- EXTRACTED ENTRIES:

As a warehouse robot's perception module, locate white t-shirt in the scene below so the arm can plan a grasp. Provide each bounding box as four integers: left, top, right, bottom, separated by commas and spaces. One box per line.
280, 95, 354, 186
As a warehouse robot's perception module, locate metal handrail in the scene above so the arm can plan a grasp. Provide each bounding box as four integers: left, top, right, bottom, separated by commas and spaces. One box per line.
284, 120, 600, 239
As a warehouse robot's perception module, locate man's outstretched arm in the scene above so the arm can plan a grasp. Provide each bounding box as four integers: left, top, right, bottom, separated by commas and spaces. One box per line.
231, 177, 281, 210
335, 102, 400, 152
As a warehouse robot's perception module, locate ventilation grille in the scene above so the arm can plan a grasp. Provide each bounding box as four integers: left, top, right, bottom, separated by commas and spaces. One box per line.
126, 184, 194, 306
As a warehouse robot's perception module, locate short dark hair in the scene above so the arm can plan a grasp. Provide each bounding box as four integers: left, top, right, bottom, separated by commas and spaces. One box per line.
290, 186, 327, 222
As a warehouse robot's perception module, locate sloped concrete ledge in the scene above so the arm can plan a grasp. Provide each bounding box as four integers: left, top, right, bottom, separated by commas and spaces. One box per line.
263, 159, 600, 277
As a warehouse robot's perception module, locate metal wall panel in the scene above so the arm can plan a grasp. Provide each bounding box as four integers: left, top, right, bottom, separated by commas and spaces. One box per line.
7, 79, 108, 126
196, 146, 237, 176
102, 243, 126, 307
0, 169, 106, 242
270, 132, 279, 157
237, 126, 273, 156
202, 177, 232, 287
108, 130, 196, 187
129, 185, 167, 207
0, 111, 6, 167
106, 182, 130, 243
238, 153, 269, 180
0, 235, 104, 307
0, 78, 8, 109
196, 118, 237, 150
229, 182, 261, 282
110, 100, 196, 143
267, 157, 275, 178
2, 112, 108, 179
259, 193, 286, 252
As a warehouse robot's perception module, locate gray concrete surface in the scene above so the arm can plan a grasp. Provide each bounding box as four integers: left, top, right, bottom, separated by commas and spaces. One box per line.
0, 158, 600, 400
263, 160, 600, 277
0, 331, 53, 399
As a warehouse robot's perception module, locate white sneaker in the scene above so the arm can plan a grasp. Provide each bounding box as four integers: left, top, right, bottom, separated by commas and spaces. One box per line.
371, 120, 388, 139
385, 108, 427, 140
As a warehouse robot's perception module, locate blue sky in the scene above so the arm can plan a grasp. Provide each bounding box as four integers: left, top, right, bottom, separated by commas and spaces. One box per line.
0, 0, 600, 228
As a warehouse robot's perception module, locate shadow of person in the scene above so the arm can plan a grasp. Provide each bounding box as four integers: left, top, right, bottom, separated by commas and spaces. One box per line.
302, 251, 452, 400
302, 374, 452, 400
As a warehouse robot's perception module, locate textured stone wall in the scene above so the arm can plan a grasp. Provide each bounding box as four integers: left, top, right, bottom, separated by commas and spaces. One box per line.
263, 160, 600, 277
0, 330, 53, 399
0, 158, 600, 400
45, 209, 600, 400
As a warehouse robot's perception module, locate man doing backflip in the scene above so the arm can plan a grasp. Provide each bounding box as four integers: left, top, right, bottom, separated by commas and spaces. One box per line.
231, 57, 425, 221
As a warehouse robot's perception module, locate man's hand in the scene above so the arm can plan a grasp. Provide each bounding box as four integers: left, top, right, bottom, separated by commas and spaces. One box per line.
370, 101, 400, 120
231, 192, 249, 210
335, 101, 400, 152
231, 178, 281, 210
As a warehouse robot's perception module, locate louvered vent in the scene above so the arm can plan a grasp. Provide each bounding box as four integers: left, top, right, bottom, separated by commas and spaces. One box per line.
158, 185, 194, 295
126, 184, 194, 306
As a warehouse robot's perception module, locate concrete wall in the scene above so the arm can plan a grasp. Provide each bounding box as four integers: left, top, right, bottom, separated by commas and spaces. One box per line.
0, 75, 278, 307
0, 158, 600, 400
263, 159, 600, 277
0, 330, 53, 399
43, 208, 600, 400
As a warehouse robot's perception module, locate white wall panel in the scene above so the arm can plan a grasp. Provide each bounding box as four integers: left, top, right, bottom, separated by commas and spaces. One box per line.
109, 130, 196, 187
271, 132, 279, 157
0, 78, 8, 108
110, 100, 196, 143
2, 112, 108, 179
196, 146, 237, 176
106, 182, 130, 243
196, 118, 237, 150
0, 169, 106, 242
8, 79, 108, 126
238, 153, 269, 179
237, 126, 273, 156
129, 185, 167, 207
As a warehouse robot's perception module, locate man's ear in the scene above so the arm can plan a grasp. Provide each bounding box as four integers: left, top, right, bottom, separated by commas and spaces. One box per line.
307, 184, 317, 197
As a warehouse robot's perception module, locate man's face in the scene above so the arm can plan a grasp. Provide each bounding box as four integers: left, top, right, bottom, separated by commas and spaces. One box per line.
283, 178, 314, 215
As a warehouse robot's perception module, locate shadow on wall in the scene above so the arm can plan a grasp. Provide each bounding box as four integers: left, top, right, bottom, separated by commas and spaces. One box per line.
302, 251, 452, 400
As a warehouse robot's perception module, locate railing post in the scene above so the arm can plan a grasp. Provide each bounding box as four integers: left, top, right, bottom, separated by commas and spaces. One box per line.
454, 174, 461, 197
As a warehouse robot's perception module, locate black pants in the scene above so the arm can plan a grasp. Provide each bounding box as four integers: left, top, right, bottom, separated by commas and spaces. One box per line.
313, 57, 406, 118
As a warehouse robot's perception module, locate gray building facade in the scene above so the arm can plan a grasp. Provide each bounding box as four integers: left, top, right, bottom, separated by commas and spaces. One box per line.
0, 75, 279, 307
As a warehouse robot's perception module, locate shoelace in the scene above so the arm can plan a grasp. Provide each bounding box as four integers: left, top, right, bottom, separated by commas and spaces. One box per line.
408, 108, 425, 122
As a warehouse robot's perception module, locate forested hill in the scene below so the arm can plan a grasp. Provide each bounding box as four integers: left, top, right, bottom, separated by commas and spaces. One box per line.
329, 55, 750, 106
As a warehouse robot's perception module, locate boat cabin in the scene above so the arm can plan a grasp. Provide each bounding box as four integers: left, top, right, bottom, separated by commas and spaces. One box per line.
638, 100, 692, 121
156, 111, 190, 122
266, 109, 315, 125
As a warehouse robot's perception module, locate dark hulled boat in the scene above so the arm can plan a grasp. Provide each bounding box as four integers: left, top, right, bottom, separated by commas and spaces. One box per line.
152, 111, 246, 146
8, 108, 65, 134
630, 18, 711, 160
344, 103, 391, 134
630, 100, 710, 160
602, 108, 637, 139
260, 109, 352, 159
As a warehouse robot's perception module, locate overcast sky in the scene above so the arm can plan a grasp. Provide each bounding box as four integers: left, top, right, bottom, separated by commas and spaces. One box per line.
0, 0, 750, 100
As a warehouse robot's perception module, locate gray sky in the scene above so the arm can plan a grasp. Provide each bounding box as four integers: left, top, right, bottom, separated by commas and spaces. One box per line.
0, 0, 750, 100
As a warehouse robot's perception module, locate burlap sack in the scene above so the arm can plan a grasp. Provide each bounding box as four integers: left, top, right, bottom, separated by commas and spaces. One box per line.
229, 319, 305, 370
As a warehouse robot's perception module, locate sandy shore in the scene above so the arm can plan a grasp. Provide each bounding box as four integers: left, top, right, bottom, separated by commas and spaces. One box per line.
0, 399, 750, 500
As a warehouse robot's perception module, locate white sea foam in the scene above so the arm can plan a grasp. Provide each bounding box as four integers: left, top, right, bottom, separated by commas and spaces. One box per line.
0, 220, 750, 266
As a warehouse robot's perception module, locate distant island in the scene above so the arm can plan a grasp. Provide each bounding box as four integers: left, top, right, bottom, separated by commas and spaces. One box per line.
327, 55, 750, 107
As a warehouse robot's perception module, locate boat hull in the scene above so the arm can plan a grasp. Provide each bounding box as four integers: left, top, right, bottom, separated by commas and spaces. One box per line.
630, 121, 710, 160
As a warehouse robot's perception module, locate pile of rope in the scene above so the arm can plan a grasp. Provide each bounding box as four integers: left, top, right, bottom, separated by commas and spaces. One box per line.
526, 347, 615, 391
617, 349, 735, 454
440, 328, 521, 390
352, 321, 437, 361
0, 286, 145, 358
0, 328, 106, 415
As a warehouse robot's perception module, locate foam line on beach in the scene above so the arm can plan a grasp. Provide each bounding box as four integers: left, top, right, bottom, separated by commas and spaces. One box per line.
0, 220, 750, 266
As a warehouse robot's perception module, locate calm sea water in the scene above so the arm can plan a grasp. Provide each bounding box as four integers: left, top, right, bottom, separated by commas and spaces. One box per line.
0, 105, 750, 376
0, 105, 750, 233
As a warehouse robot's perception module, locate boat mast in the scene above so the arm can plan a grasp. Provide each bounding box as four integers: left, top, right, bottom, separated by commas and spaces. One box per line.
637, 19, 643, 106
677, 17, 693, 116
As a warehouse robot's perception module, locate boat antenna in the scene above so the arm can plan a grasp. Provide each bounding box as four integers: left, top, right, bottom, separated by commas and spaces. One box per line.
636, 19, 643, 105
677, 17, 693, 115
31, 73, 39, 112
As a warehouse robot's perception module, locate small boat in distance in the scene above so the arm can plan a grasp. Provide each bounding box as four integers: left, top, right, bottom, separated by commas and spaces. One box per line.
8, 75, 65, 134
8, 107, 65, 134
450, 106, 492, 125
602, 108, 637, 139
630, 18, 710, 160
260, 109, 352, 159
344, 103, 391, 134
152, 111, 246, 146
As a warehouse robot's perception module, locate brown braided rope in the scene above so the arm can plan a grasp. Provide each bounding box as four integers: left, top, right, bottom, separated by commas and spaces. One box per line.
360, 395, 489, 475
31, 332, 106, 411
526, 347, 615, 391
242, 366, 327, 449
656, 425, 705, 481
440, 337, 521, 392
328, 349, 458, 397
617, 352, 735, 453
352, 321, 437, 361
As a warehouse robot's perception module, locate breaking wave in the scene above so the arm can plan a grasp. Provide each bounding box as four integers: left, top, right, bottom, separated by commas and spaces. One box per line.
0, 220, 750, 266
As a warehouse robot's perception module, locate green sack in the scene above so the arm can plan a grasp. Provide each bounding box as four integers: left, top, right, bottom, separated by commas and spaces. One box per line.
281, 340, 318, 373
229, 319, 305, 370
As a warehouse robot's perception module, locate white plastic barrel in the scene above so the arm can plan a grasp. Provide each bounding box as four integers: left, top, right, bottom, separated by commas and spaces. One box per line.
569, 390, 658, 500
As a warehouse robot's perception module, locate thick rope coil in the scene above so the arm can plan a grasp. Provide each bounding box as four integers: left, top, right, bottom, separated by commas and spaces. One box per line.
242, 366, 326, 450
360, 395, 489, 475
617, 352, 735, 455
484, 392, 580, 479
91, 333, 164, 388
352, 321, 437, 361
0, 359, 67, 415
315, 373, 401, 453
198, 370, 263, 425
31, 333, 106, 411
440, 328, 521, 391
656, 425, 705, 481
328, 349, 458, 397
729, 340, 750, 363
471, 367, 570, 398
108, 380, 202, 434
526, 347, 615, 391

- PROBLEM TO WORK ON: Can you return, unchanged, everything from the line containing "As a warehouse robot's perception module, locate burlap" down to the line containing "0, 328, 106, 415", with both of those lines included?

- ANSWER IN FULL:
As a warehouse robot's perception module, locate burlap sack in the scene above so the arm can plan a grasp. Provide each bounding box as four integers: left, top, right, bottom, separated by commas and spaces. One box per line.
229, 319, 305, 370
As a warehouse robot's perception module, locate sandy shore in the scene above so the arm can plan a grasp. Provide each bounding box as four integers: left, top, right, bottom, separated by commas and spaces. One box per line.
0, 399, 750, 500
As a warehouse robot's perception module, locate white sea foam in the scene above so the arm can plan a grasp. Provide each bounding box as four integers: left, top, right, bottom, separated by commas and spaces. One box per line.
0, 220, 750, 266
As a warehouse robot's perception module, locate distant island in the scene above so the arm can plan a grasp. Provide each bounding box as four integers: left, top, right, bottom, separated by commas and spaces. One box per line.
327, 55, 750, 107
As a warehouse robot's perception module, locate boat hull in the scene above so the arm can plan a grasp. Provide each bounding box as four integers: left, top, right, bottom, separated by commas and spaces. One box per line.
630, 121, 710, 160
As a warehouse robot's perception module, locate pile of rope in the scene above so the arm can plan a grasp. Provide each bounding box as four integers: left, top, right, bottom, separated by commas and spaces. One box per line.
526, 347, 615, 391
617, 349, 735, 454
440, 328, 521, 390
352, 321, 437, 361
0, 286, 145, 358
0, 328, 106, 415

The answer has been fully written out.